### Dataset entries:
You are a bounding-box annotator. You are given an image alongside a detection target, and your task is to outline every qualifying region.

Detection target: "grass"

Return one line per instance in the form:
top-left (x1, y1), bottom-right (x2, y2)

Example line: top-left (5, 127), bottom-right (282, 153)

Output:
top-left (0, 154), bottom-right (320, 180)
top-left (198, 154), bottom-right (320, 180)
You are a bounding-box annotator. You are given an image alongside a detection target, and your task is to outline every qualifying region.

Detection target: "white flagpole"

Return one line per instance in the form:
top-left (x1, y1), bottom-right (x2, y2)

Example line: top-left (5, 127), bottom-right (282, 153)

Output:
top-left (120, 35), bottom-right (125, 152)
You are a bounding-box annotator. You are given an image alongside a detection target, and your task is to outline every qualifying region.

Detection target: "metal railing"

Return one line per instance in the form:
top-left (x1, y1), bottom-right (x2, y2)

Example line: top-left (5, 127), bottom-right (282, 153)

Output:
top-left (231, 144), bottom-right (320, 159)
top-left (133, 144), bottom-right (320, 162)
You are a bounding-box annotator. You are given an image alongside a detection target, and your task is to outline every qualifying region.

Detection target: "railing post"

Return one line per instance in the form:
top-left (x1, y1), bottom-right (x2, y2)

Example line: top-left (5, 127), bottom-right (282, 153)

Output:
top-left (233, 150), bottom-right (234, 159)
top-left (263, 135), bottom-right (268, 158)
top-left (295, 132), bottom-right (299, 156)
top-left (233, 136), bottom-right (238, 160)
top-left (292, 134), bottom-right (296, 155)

...

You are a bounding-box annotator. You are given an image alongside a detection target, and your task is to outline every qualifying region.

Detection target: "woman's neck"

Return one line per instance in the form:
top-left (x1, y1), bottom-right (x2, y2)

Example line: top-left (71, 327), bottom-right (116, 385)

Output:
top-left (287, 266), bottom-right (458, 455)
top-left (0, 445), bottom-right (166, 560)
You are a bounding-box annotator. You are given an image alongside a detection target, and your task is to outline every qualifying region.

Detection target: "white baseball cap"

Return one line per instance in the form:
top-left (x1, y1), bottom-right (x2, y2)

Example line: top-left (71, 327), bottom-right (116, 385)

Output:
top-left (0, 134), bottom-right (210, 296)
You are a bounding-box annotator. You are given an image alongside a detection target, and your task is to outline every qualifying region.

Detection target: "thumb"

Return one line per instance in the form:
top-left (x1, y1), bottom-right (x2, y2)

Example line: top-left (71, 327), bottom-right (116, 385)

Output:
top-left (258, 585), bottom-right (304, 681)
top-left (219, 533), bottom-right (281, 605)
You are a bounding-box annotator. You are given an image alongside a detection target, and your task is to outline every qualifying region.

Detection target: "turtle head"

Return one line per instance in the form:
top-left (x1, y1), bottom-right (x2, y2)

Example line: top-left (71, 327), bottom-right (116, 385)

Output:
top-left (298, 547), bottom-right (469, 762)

### Your objective:
Above are the records. Identify each line that contains the word "white".

### Output:
Detection target: "white flagpole"
Detection target: "white baseball cap"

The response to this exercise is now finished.